All that should be output is the block of lines below from the line with "Target: arcade of arches" to the line with "Target: striped voussoir", both included, exactly as written.

[Excerpts from a dataset]

************

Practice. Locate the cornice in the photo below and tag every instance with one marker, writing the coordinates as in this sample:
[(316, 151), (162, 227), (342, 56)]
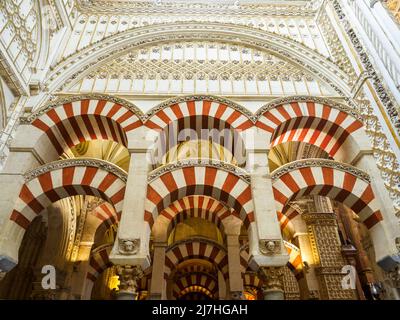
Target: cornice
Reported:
[(220, 165), (334, 104), (198, 97), (93, 96), (308, 163), (76, 162), (291, 8), (83, 62)]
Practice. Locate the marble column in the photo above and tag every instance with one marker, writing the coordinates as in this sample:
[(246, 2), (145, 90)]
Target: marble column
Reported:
[(384, 233), (128, 277), (158, 283), (272, 278), (265, 239), (132, 244), (235, 274)]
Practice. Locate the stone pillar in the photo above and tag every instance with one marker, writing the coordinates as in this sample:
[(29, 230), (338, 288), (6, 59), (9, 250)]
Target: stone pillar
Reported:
[(128, 277), (324, 237), (235, 274), (132, 244), (308, 284), (222, 287), (265, 239), (272, 282), (385, 232), (158, 283)]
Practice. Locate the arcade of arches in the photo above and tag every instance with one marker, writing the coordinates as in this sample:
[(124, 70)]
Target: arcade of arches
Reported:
[(200, 167)]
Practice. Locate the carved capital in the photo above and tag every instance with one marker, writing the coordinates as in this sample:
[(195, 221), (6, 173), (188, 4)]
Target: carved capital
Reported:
[(237, 295), (272, 278), (270, 246), (128, 246), (129, 277)]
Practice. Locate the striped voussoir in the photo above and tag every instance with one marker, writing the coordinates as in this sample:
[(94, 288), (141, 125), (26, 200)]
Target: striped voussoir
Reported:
[(196, 207), (195, 279), (207, 109), (285, 224), (224, 186), (250, 279), (99, 262), (295, 263), (340, 185), (72, 123), (107, 215), (310, 122), (38, 193), (196, 249)]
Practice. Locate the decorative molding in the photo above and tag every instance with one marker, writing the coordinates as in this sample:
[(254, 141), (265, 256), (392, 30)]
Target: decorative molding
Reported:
[(198, 97), (129, 277), (272, 278), (334, 104), (194, 8), (76, 162), (57, 101), (128, 246), (270, 246), (381, 90), (282, 46), (305, 163), (220, 165)]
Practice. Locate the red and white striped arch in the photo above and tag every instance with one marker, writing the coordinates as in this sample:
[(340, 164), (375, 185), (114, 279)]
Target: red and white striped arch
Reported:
[(250, 279), (99, 262), (318, 124), (106, 215), (338, 184), (196, 249), (221, 185), (294, 264), (209, 110), (48, 187), (195, 280), (71, 123), (203, 207)]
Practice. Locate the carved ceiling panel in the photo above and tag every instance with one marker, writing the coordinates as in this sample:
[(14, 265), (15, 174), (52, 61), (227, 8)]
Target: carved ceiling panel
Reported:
[(199, 67)]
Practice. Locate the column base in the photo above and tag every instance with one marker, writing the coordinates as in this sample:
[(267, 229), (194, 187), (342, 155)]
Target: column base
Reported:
[(274, 295), (126, 295)]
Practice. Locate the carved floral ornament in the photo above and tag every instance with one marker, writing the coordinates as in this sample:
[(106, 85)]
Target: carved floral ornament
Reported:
[(128, 246), (283, 46), (77, 162), (275, 175), (270, 246)]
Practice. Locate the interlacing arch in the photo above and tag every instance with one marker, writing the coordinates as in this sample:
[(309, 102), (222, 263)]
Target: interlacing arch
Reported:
[(71, 121), (186, 179), (99, 261), (343, 183), (208, 117), (196, 249), (106, 216), (61, 179), (295, 263), (320, 122), (203, 207), (195, 280)]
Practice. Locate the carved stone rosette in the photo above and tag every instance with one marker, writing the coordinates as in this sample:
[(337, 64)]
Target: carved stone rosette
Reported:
[(237, 295), (270, 246), (272, 278), (129, 277), (128, 246)]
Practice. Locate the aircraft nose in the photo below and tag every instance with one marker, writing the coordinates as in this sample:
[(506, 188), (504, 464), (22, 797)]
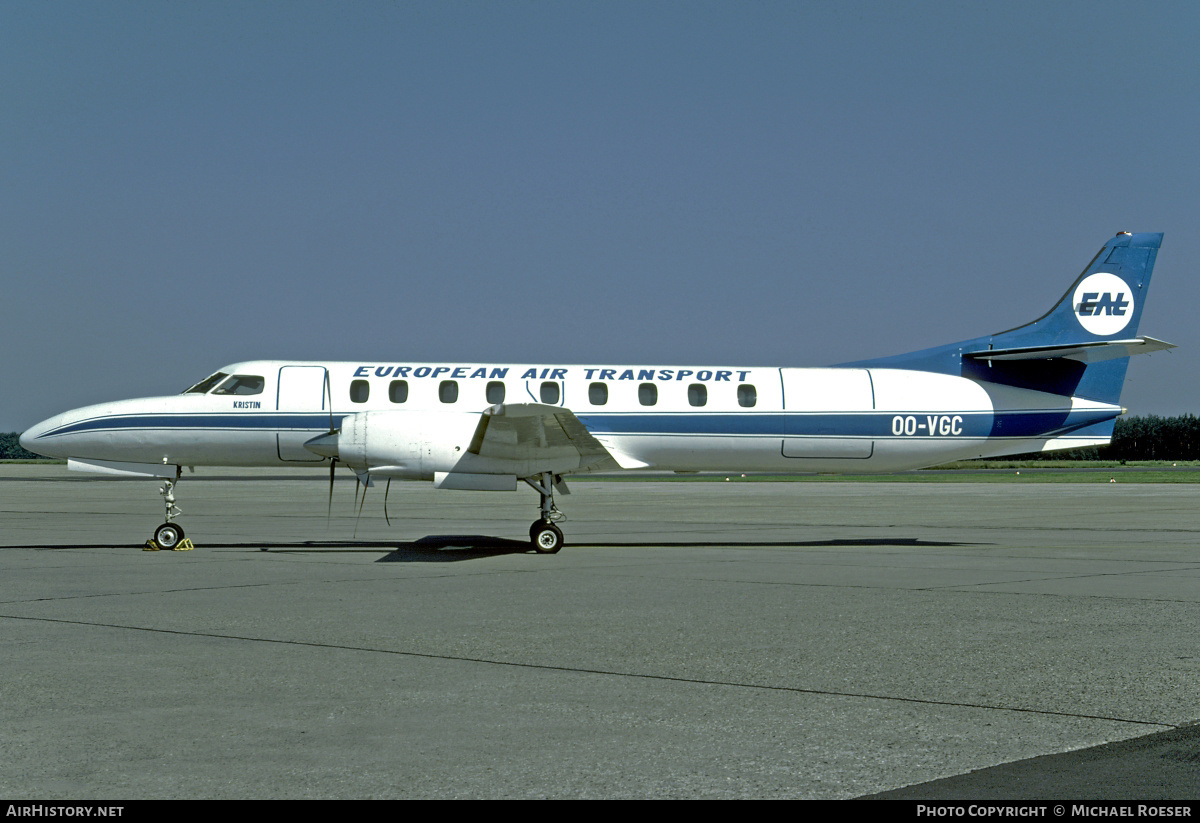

************

▶ Answer box
Target: arcade of arches
Reported:
[(200, 167)]
Practice. Locate the carved capital in the photo above and tag every instance with one marker, writing the coordinates as in this sample:
[(195, 221), (6, 173), (188, 4)]
Target: carved capital
Reported:
[(237, 295), (272, 278), (270, 246), (128, 246), (129, 277)]
Practice. Locate the striped voussoir in the photo above and tag every instance with one marker, writing the coordinates as in this sample:
[(94, 288), (141, 125), (26, 200)]
Target: striped voussoir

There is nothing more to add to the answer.